> TASK DETAILS: Write out all of the entries exactly as given.

Dataset entries:

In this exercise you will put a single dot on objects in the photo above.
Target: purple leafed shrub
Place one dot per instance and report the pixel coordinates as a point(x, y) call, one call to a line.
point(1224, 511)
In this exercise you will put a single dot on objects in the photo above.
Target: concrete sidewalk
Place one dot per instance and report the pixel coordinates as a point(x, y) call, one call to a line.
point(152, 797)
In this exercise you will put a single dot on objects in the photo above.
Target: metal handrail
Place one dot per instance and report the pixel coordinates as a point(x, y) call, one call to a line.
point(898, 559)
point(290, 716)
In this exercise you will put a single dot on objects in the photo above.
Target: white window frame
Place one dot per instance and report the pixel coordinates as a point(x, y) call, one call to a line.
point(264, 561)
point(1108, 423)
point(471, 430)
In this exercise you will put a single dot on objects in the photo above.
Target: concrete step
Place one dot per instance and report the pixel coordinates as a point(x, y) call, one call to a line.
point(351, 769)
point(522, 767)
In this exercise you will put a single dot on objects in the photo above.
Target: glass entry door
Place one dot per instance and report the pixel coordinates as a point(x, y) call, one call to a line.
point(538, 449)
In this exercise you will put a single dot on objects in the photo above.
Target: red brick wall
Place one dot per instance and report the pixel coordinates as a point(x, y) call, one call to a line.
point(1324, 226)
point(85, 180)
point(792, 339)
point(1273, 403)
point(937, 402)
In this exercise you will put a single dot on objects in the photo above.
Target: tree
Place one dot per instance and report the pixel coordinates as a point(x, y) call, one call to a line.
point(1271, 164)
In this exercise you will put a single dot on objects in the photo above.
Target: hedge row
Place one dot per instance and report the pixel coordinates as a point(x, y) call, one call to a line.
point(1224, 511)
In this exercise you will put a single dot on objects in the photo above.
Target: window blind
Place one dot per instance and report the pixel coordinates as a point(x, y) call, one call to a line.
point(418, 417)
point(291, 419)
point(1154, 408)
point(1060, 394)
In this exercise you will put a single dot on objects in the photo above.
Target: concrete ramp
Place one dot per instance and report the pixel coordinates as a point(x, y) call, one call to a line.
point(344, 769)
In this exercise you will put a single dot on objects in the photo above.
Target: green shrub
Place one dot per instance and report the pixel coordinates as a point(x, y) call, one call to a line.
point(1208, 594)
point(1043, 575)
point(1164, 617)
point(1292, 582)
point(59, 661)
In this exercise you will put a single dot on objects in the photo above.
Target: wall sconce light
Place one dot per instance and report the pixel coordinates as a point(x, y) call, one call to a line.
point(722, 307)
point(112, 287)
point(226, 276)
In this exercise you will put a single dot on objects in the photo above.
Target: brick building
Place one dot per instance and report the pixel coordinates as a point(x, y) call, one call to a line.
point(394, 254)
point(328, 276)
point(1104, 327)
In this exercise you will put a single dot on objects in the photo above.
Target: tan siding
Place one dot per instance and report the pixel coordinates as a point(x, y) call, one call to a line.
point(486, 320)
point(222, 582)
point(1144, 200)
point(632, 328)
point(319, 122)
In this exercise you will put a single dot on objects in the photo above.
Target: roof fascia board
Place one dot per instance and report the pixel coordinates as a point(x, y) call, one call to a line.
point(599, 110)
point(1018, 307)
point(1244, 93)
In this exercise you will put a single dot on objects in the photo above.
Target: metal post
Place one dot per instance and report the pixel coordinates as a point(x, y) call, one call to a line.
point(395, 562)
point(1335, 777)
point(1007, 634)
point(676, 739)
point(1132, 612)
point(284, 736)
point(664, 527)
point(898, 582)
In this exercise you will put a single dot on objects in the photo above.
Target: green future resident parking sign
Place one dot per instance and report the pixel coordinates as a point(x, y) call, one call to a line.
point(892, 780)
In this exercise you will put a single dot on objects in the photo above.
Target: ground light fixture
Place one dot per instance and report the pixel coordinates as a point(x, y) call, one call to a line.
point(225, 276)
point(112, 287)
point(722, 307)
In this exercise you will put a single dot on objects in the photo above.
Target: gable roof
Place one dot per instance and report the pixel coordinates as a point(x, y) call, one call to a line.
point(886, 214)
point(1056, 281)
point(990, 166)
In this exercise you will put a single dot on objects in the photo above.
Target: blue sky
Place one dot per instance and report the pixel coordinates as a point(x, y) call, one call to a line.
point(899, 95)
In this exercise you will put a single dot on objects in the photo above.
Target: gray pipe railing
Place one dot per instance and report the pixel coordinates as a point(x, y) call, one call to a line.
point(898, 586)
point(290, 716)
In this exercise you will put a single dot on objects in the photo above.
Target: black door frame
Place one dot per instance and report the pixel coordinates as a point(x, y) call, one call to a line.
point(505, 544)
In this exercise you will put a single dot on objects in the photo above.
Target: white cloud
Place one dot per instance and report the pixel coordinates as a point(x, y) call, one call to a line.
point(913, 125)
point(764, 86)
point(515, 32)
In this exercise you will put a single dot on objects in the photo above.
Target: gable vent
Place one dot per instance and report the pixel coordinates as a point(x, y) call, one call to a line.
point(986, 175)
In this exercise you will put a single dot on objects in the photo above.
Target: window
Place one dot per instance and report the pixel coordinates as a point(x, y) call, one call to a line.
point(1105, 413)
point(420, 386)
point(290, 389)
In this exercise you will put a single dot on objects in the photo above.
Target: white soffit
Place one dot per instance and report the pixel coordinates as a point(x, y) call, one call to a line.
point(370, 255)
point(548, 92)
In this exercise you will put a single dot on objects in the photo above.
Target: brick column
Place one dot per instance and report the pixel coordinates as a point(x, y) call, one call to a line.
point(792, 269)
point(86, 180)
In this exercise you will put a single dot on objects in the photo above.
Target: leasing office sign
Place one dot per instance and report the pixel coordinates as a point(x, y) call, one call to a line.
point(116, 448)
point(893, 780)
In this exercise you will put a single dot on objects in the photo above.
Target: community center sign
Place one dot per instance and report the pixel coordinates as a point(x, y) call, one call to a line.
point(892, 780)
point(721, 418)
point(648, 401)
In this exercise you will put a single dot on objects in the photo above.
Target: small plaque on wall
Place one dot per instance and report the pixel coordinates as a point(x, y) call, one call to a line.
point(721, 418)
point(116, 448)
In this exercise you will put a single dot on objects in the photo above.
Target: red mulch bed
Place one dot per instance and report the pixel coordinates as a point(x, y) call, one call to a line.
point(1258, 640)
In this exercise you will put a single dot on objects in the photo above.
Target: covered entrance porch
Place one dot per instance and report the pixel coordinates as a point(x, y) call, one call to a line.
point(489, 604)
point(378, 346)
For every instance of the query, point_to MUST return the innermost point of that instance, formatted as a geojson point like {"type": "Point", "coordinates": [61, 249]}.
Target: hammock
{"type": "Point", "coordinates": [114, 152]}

> SOLUTION TO THIS TASK:
In this exercise you will put a single dot on objects in the photo above.
Target: purple leafed shrub
Place one dot per instance and report the pixel coordinates as a point(x, y) call, one call to a line.
point(1224, 511)
In this exercise you will put a single dot on objects in the photo above.
Target: concrete sidewalk
Place one dot per instance and report the pixel coordinates as a point(x, y) call, one call to a line.
point(152, 797)
In this exercise you will put a single dot on objects in the photo above.
Target: metal handrail
Place one dot per instance and report the pixel coordinates as a point(x, y) call, one call to a line.
point(898, 559)
point(290, 716)
In this exercise you will put a single dot on objects in the photo above.
Target: white window frame
Place one dot per instance and report the pixel coordinates as a point(x, y) call, one call to a line.
point(264, 561)
point(1108, 423)
point(471, 430)
In this exercise you will put a single dot on objects in the photo above.
Target: concrete step
Place one dot per instance and report the pixel coordinates as a point(x, y) call, one call to a line.
point(351, 769)
point(522, 767)
In this exercise you will put a single dot on objects in the photo above.
Target: glass entry door
Place one dot per instance and report the pixel coordinates as a point(x, y) call, one call to a line.
point(538, 449)
In this exercise you will put a single dot on objects in the photo above.
Target: red brick wall
Place one dot per instance and report the pixel coordinates as a point(x, y) call, one call to a line.
point(1324, 226)
point(85, 180)
point(792, 339)
point(1273, 403)
point(937, 402)
In this exercise you will put a single dot on objects in the photo above.
Target: tree
Place one dot per instance and report the pixel coordinates as a point(x, y) call, one call to a line.
point(1271, 164)
In this exercise you will put a single dot on objects in the photo above.
Target: hedge row
Place one dot per instance and report the pixel coordinates as a point(x, y) call, one call to a line.
point(1224, 511)
In this exercise you will put a single dot on objects in the photo above.
Target: window blind
Place one dot per instance and report the pixel coordinates as a point(x, y) call, one call to a line.
point(418, 417)
point(291, 419)
point(1154, 408)
point(1060, 394)
In this exercise you will put a single dot on objects in the photo above.
Target: concrete ramp
Place one dot per instance and report the pixel coordinates as a point(x, y) call, one call to a line.
point(344, 769)
In this exercise you will put a single dot on objects in the photo above.
Target: green shrub
Place one dot per instance and report the pixel coordinates as a point(x, y) call, one call to a line.
point(1208, 594)
point(1043, 575)
point(1164, 617)
point(1292, 582)
point(59, 661)
In this exercise you will put a single dot on objects in the photo above.
Target: wall sconce light
Place one dot per instance and report the pixel coordinates as a point(x, y) call, one call to a line.
point(722, 307)
point(112, 287)
point(226, 276)
In this exercise you will put a single dot on objects in the photo above.
Target: brick building
Place one dot per instance and report the pixel coordinates as a point(x, y) call, one call to a line.
point(394, 254)
point(328, 276)
point(1104, 327)
In this exercise you will put a single dot on objects in the photo above.
Target: tan siding
Place one dot per instance and report the pixel coordinates as a point(x, y) call, one call to a line.
point(486, 320)
point(222, 582)
point(1144, 200)
point(632, 328)
point(319, 122)
In this exercise you will put a single dot on objects in the photo above.
Target: roof fascia board
Place one dot per instance and report the pixel coordinates as a point(x, y) call, one call to a line.
point(599, 110)
point(1018, 307)
point(1244, 93)
In this exercise you will put a single dot on objects in the photo above.
Target: metal post
Place one dot per instance and report the pixel coordinates as a point(x, y) call, one call to a line.
point(395, 562)
point(1335, 777)
point(1007, 634)
point(676, 739)
point(1132, 612)
point(284, 736)
point(664, 527)
point(898, 582)
In this exercise you will put a single dot on objects in the photo above.
Target: green future resident parking sign
Place one dot per instance and report the pixel coordinates as a point(x, y) call, one call to a line.
point(892, 780)
In this exercise you will put a single dot on objects in the photo above.
Target: ground light fixture
Place one dot per instance and report the pixel coordinates as a point(x, y) call, one call to a line.
point(225, 276)
point(112, 287)
point(722, 307)
In this exercise you will put a single dot on objects in the photo above.
Target: gable roof
Place one dot per instance and report the pixel coordinates as a point(x, y) call, one call to a line.
point(886, 214)
point(1056, 281)
point(990, 166)
In this exercise you will put a single dot on objects in the photo above.
Target: blue sky
Place one dot per instance and report the pixel coordinates as a point(x, y) call, one call to a line.
point(899, 95)
In this exercise you will put a single dot on objects in the photo above.
Target: gray pipe railing
Place one dot per instance and report the pixel coordinates as a point(x, y) call, one call to a line.
point(898, 586)
point(290, 716)
In this exercise you will put a single dot on objects in the photo above.
Target: black door frame
Place one dot per instance and report the pixel coordinates as a point(x, y) call, one call to a line.
point(505, 544)
In this exercise you will put a single dot on objects in the photo above.
Target: white cloud
Place one dot per instance and report the pixel coordinates as a point(x, y) call, one call to a line.
point(913, 125)
point(764, 86)
point(515, 32)
In this exercise you will put a single dot on objects in the photo above.
Target: gable vent
Place one dot per instance and report the pixel coordinates as a point(x, y) call, one call to a line.
point(986, 175)
In this exercise you will put a single dot on objects in the photo above.
Target: window
Place one dot per instance and report the pixel coordinates as a point(x, y) call, one call to a line.
point(1105, 413)
point(420, 386)
point(290, 389)
In this exercise you will put a single dot on objects in the photo above.
Target: white soffit
Place one dot per instance and report the pixel coordinates as a point(x, y) call, one call to a line.
point(370, 255)
point(548, 92)
In this exercise you will put a single dot on objects in the photo above.
Target: brick column
Place one dot per instance and report the pixel coordinates as a point(x, y) call, one call to a line.
point(792, 269)
point(86, 180)
In this exercise you will put a single dot on objects in the photo above.
Target: leasing office sign
Place one dot per instance and report the pixel coordinates as a point(x, y) call, one call to a line.
point(116, 448)
point(893, 780)
In this exercise you will put a single dot on objects in the photo above.
Target: community center sign
Place one dot per instance and report the pixel coordinates as a point(x, y) call, one call to a line.
point(892, 780)
point(721, 418)
point(648, 401)
In this exercise you will put a single dot on objects in the photo above.
Target: small plaque on wall
Place one dot per instance and report the pixel coordinates as a point(x, y) call, one call to a line.
point(721, 418)
point(116, 448)
In this exercise you will put a single dot on objects in the photo above.
Target: red mulch bed
Place one dot per instance and report the pixel coordinates as a point(x, y) call, one call to a line.
point(1258, 640)
In this exercise you will put a single dot on objects in the photo above.
Target: covered entrance porch
Place one dot per instance and report the pixel coordinates as a point(x, y) call, one call to a line.
point(489, 604)
point(378, 346)
For every instance of the query, point_to MUST return the innermost point of that instance, formatted as a geojson point like {"type": "Point", "coordinates": [61, 249]}.
Target: hammock
{"type": "Point", "coordinates": [114, 152]}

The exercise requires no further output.